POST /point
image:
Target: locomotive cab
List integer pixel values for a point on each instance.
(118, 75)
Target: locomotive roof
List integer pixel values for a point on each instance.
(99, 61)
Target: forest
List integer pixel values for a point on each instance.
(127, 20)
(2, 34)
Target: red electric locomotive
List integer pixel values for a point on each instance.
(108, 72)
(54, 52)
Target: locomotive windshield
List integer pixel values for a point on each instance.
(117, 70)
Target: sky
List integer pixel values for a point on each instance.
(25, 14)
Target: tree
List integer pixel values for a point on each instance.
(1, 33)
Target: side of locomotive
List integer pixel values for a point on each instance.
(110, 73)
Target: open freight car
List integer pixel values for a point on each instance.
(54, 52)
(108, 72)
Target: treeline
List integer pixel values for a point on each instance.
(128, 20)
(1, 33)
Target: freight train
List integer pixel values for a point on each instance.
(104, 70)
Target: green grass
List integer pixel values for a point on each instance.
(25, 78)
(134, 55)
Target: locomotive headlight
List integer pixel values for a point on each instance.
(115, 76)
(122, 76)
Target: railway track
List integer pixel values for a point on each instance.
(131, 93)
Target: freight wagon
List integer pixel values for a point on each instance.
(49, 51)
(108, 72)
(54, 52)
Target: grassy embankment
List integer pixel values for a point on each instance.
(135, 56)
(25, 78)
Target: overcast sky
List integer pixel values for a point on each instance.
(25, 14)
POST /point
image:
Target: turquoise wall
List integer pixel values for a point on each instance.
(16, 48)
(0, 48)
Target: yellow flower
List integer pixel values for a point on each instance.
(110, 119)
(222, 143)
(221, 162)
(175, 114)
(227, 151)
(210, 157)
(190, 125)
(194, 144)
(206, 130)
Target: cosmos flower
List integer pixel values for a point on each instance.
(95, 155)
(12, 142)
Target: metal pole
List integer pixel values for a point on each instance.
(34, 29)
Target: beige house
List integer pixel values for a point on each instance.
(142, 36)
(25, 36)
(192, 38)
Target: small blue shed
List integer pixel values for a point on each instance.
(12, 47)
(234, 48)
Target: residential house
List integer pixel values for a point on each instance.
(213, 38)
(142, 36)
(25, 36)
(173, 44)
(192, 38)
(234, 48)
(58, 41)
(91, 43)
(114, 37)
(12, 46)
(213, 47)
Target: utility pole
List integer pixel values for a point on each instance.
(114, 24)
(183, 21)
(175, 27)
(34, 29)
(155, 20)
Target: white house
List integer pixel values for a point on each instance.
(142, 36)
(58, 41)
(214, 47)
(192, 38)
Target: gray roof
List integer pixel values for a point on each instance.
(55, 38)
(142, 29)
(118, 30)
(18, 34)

* * *

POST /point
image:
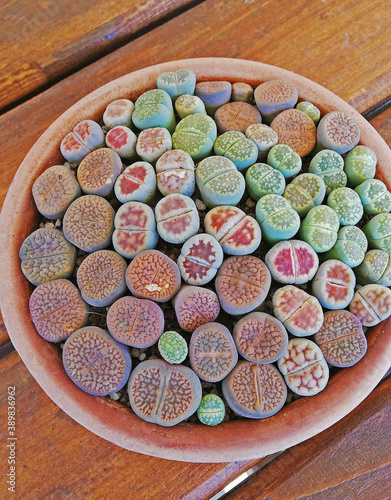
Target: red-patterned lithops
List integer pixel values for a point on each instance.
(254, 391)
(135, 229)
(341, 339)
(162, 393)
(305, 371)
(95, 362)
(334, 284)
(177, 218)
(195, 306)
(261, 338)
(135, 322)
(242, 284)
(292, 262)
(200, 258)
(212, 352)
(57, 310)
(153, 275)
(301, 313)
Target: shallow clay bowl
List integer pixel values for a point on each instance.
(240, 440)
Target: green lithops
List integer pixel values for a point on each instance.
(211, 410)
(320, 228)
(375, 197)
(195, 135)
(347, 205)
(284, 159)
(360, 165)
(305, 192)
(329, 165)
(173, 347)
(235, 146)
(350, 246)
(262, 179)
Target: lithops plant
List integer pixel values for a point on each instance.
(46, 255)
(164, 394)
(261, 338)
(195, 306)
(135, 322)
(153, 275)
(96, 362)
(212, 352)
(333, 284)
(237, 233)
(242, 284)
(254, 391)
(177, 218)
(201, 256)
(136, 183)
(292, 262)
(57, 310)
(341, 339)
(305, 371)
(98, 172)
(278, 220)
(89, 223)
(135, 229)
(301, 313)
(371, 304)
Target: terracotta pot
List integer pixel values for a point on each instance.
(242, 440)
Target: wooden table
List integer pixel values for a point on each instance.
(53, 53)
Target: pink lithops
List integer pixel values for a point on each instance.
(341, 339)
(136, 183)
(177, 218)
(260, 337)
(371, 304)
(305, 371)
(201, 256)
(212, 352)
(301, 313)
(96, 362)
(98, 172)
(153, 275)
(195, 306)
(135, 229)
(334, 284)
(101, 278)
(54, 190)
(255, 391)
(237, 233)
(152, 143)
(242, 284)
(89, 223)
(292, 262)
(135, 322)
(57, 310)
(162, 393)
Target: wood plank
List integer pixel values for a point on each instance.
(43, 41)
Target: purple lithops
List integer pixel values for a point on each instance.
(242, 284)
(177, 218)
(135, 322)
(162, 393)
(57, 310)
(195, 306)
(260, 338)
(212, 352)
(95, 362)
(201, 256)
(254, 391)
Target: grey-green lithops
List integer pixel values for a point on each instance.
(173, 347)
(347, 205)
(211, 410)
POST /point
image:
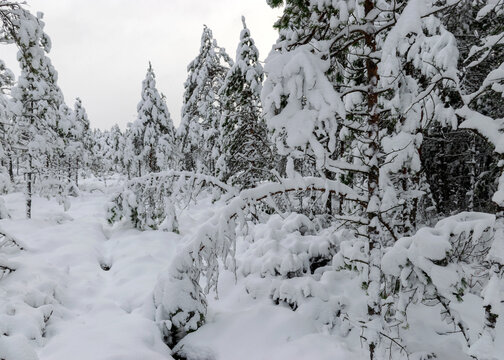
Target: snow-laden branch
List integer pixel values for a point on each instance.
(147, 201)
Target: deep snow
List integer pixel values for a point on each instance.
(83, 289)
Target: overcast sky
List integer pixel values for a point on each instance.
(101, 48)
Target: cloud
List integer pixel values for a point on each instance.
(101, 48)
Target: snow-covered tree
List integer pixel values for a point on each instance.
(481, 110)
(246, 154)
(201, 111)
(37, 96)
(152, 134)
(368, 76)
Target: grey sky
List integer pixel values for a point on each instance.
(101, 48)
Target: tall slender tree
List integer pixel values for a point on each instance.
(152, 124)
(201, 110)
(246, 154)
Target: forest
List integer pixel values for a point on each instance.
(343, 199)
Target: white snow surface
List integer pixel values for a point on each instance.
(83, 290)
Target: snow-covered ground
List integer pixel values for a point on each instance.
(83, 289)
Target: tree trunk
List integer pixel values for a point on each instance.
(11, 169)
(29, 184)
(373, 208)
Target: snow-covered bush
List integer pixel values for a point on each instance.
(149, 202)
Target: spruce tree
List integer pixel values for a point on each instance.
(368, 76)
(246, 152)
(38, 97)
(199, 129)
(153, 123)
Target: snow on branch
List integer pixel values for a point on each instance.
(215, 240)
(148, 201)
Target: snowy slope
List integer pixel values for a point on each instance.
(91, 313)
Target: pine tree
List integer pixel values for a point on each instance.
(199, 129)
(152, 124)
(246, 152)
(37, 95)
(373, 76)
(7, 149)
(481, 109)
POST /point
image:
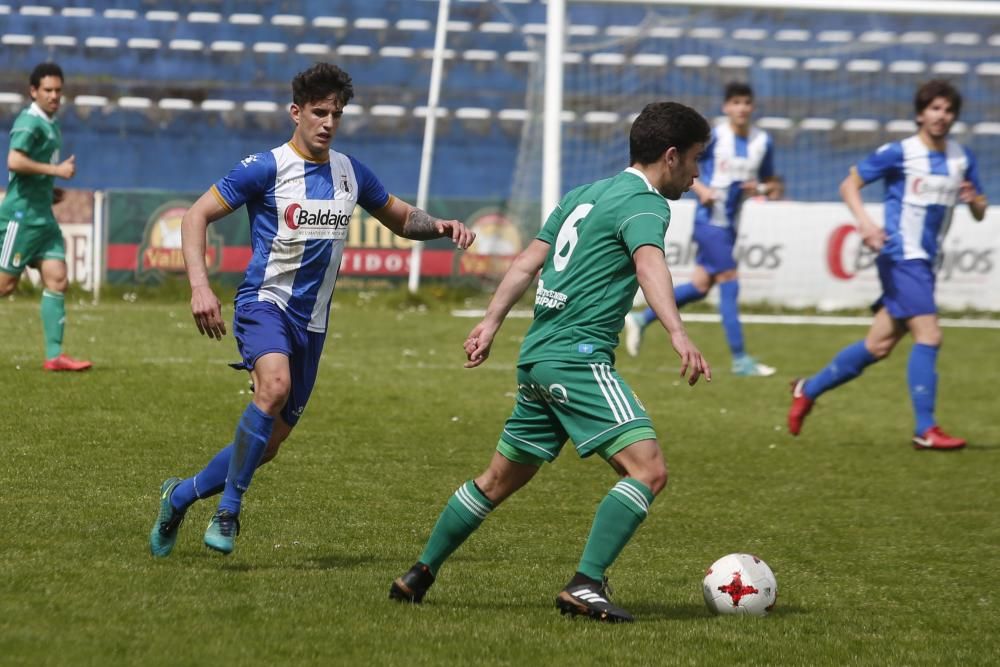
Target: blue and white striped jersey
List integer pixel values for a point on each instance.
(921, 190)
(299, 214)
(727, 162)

#### Direction
Pick out every line in the material above that contains the word "lithops", and copy each one in full.

#### Solution to this problem
Target: red-patterned lithops
Target: green lithops
Target: lithops plant
Target: pink lithops
Target: purple lithops
Target: grey-green lithops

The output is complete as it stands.